* Brief
Return the full set of entries below exactly, leaving every image out.

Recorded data
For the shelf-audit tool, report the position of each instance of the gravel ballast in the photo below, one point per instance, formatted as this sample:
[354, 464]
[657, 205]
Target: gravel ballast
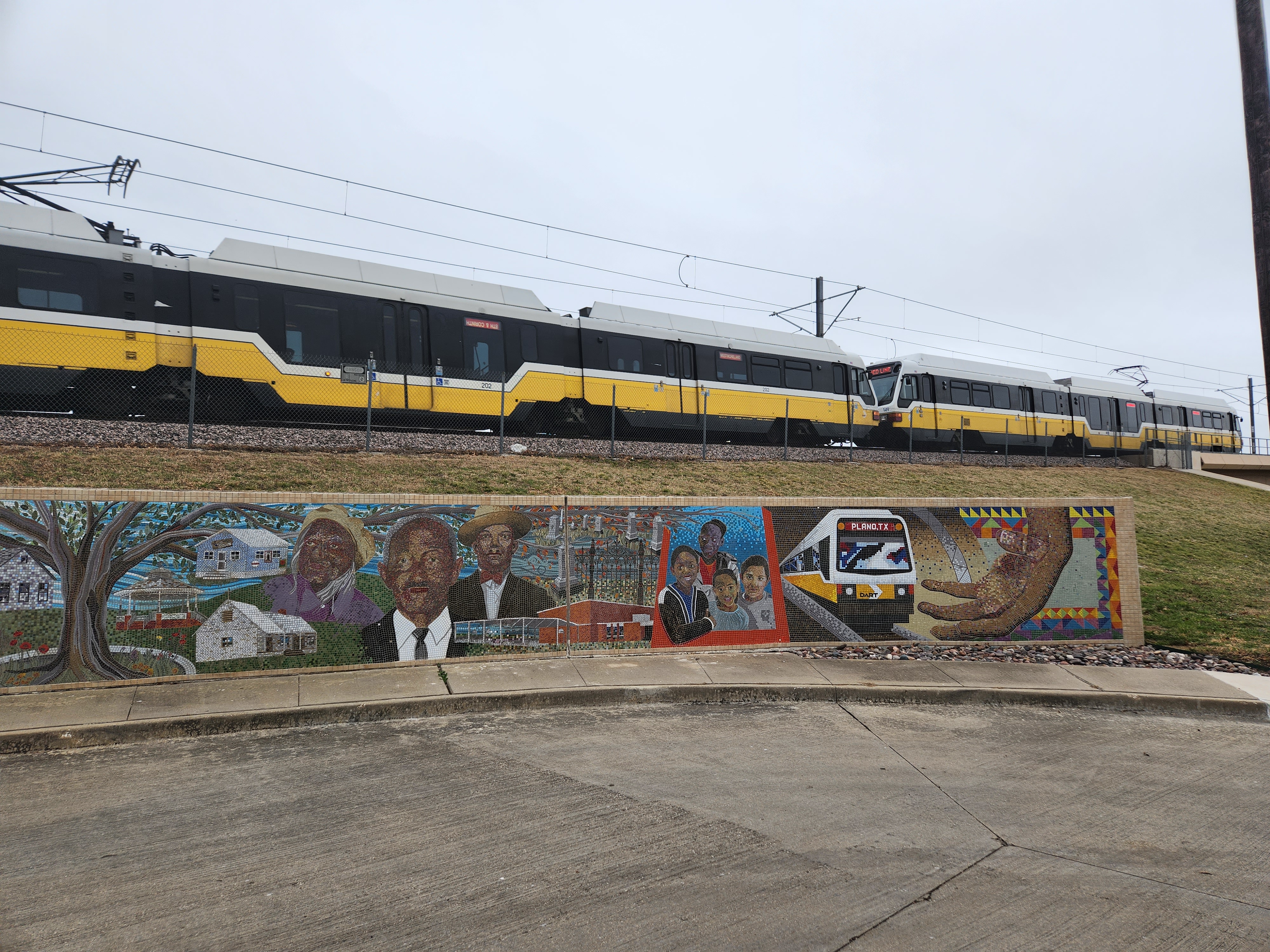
[1092, 656]
[68, 431]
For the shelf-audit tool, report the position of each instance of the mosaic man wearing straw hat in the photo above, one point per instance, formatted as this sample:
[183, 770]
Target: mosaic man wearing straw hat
[493, 591]
[322, 587]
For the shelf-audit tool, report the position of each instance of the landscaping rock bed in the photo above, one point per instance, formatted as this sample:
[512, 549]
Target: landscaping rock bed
[69, 431]
[1056, 653]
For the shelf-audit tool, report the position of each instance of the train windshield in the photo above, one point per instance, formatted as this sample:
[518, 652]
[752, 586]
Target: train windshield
[883, 378]
[873, 546]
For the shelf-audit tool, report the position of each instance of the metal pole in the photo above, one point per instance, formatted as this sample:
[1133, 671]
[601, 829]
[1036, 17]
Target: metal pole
[568, 582]
[1253, 417]
[820, 308]
[705, 404]
[194, 394]
[787, 430]
[1257, 128]
[370, 388]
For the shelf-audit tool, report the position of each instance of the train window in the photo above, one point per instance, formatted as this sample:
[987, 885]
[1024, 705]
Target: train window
[247, 308]
[731, 366]
[483, 347]
[768, 371]
[57, 285]
[625, 355]
[688, 370]
[907, 390]
[415, 322]
[313, 329]
[529, 343]
[1094, 412]
[388, 360]
[798, 375]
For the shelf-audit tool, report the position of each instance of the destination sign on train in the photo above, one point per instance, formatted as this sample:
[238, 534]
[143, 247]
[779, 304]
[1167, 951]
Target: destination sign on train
[869, 526]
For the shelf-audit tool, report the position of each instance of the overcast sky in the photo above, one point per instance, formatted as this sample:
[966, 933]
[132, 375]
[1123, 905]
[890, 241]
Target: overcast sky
[1075, 169]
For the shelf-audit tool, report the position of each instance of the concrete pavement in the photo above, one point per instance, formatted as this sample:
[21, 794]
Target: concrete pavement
[87, 717]
[810, 826]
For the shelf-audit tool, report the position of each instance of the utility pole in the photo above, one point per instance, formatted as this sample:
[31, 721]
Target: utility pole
[820, 308]
[1250, 22]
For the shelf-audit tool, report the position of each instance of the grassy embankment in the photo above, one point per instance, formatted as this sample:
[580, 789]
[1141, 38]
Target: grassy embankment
[1203, 544]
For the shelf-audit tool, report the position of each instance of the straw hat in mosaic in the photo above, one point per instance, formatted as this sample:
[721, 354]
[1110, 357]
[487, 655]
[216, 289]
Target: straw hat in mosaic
[490, 516]
[363, 538]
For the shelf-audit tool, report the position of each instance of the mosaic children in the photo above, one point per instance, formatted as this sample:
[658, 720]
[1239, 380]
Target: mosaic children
[684, 609]
[756, 600]
[727, 614]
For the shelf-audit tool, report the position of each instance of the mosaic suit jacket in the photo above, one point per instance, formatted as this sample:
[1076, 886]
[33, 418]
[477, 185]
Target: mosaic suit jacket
[379, 642]
[520, 600]
[679, 629]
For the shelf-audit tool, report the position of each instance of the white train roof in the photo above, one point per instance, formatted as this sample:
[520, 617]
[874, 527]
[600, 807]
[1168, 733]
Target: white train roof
[371, 274]
[956, 367]
[662, 324]
[1197, 400]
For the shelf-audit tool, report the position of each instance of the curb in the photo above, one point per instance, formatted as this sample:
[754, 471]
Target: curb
[76, 737]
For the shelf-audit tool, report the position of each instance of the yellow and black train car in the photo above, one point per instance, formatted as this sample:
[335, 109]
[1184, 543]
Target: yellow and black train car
[948, 403]
[104, 329]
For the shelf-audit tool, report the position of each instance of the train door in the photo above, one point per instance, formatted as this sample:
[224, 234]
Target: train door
[690, 395]
[1028, 402]
[404, 352]
[483, 350]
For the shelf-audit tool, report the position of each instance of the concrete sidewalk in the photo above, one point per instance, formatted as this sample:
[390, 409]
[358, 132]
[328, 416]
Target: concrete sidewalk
[90, 717]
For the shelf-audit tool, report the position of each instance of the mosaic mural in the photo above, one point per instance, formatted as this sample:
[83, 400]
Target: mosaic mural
[134, 590]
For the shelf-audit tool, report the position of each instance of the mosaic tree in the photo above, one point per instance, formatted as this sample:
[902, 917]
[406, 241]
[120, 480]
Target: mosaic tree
[91, 546]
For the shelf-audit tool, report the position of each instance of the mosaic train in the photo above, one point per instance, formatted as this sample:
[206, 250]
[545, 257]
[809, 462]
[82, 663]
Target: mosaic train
[130, 590]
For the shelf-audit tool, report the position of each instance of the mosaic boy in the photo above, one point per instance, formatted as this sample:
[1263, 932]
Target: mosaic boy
[756, 601]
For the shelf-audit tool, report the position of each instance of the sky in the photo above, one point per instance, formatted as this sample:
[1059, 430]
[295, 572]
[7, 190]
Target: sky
[1060, 186]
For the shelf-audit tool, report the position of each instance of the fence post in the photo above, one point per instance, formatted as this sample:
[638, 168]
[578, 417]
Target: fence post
[194, 394]
[787, 430]
[370, 389]
[705, 411]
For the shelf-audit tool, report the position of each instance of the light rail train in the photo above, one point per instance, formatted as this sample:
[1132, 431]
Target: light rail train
[948, 404]
[106, 329]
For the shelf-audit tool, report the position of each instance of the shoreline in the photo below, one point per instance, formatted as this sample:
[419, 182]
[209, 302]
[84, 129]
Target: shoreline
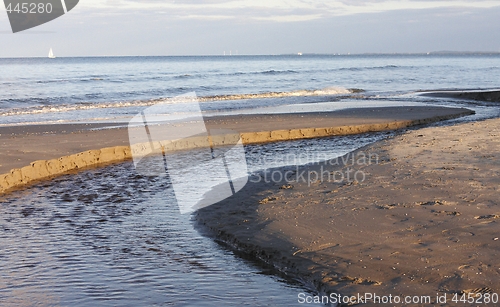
[479, 95]
[423, 222]
[80, 147]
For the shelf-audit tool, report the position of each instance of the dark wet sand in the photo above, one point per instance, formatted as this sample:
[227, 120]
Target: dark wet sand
[425, 220]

* Reply
For the shelf-audit tool, report the position of each instance of the gravel ballast in the photo below, one point per instance, formatted as this sample:
[354, 464]
[657, 205]
Target: gravel ballast
[1092, 656]
[68, 431]
For the shelf-audit tool, report the position of each instance of the mosaic man wearing straw hat in the photo above, one point per instance, formatted as this sample:
[183, 770]
Target: mosaic man wearing straw hat
[493, 591]
[322, 587]
For the shelf-audit tool, report the position of each instance of the landscaping rock bed in the photo above, one point per instance, formatted as this sample:
[512, 549]
Target: landscaping rock bed
[69, 431]
[1056, 653]
For the shelf-audit tool, report the position of each instance of the train windshield in the photo above, one point per instance, formatted as this sample:
[518, 652]
[752, 586]
Target: train windshield
[883, 378]
[873, 546]
For the shelf-audit tool, report the position of each instance of the metal pole in the photo above, one point per instance, formatted as this sample:
[1133, 671]
[601, 829]
[1036, 17]
Target: metal pole
[568, 582]
[1253, 417]
[820, 308]
[705, 404]
[194, 394]
[787, 430]
[1257, 128]
[370, 388]
For the shelf-audit tool, report the position of each instance of the train window in the photo above, one point per instance, formatted as this sample:
[987, 885]
[1024, 705]
Target: train window
[247, 308]
[731, 366]
[483, 347]
[768, 371]
[57, 285]
[625, 355]
[688, 370]
[907, 390]
[415, 322]
[313, 329]
[529, 343]
[1094, 412]
[388, 360]
[798, 375]
For the shelf-audit tool, report the position of each instance of the destination sign on train in the photo above, one point per instance, formatted as this sample:
[238, 534]
[143, 247]
[779, 304]
[1167, 951]
Target: destination sign on train
[869, 526]
For the shelf-audit tool, report the position of each instance of the overcast sky in the photo above, one point per instance, formatted as this sample:
[966, 933]
[132, 375]
[1123, 905]
[890, 241]
Target: overcast sky
[1075, 169]
For the shelf-audit tool, report the position of each instance of the concrete pavement in the photo above, one point per instance, formatted as this sample:
[21, 794]
Target: concrete pavement
[87, 717]
[810, 826]
For the shelf-audit tool, report the position of each instance of the utility pole in the photo above, one point per instance, formatted as this sample:
[31, 721]
Target: utility pole
[820, 308]
[1250, 22]
For the shelf-audit tool, report the position of each instance of the grassy embankment in the photo above, one point per instance, formatted as this sample:
[580, 789]
[1141, 38]
Target: grassy embankment
[1203, 544]
For the shelf-audit tool, report the position of each instance of the straw hat in mosaic in the photo above, one point per instance, formatted as this sample:
[721, 354]
[1110, 357]
[487, 655]
[216, 289]
Target: straw hat in mosaic
[490, 516]
[363, 538]
For the shelf-audit tool, report the position of each instance of the mosaic children in the photo above, one point per instance, formatted as this sample:
[658, 720]
[1239, 380]
Target: mosaic children
[684, 609]
[756, 600]
[727, 614]
For the shelf-audit tool, report the position of each instance of the mosaic suit jacket in the photo above, one point per instance, formatted as this sample:
[1076, 886]
[33, 418]
[477, 185]
Target: mosaic suit jacket
[379, 642]
[520, 600]
[679, 629]
For the shelf-audit tool, report the position of each instance of the white train roof in the photo above, one point per instance, formatted as this sample:
[520, 617]
[874, 527]
[600, 807]
[1168, 733]
Target: white train roof
[371, 274]
[956, 367]
[662, 324]
[1197, 400]
For the shelf-audit tool, report the position of each instance of the curb in the photo above, one point per instance, formatted as this sample:
[754, 471]
Target: curb
[76, 737]
For the shelf-audit tool, report the position of each instance of the yellow and black train car in the photo above, one point per instance, formatted as this sample:
[335, 109]
[1184, 543]
Target: yellow and black train car
[948, 403]
[104, 329]
For the shelf-audit tool, report the position of each instance of the train door in the photo above, one point per instance, formatted as this sample:
[224, 234]
Target: train door
[690, 395]
[1028, 402]
[404, 352]
[483, 350]
For the shelf-audit tool, report the position of each instance of the concrete sidewalk in the photo above, one point per instance, formatted as this sample:
[390, 409]
[358, 132]
[328, 416]
Target: concrete sidewalk
[90, 717]
For the shelf-audit tool, report the position of each instance of the mosaic mural in the photo above, one point per instance, formatted as this sample:
[83, 400]
Target: mosaic mural
[134, 590]
For the shelf-audit tool, report the position of each instance of the mosaic tree in the photo above, one point per instance, formatted as this sample:
[902, 917]
[406, 241]
[120, 480]
Target: mosaic tree
[91, 546]
For the shelf-audit tool, report the position of each instance of the mosaic train in the photo above, one point per instance, formatted as this sample:
[206, 250]
[545, 257]
[809, 462]
[82, 663]
Target: mosaic train
[130, 590]
For the shelf-audit tool, report the position of each instance of the mosaic boy in the photo above, one point per instance, formatted as this sample:
[1263, 932]
Target: mosaic boy
[756, 601]
For the shelf-audit tool, report the position of each instance of the sky in the photo above, one point per instance, formatted as this sample:
[1059, 430]
[295, 572]
[7, 190]
Target: sky
[1060, 186]
For the shelf-audit tool, report the position of each instance of the fence post in the photo above, one point per instance, formatted as this sample:
[638, 168]
[578, 417]
Target: fence post
[194, 394]
[787, 430]
[370, 389]
[705, 411]
For the shelf-audit tool, report the position of each instance of the light rail train in the photo above, one point per instance, formatted as this sample:
[1132, 431]
Target: light rail train
[948, 404]
[106, 329]
For the shelf-audit tool, report the position of each instance of the shoreline in the photo below, one point per instance, formatted as this sample:
[419, 182]
[209, 302]
[84, 129]
Target: shoreline
[479, 95]
[423, 222]
[80, 147]
For the shelf-audit tool, report the position of each instance of the dark wet sand in the photo above, one point per instance, formatted as this sample:
[227, 120]
Target: dark wet sand
[425, 220]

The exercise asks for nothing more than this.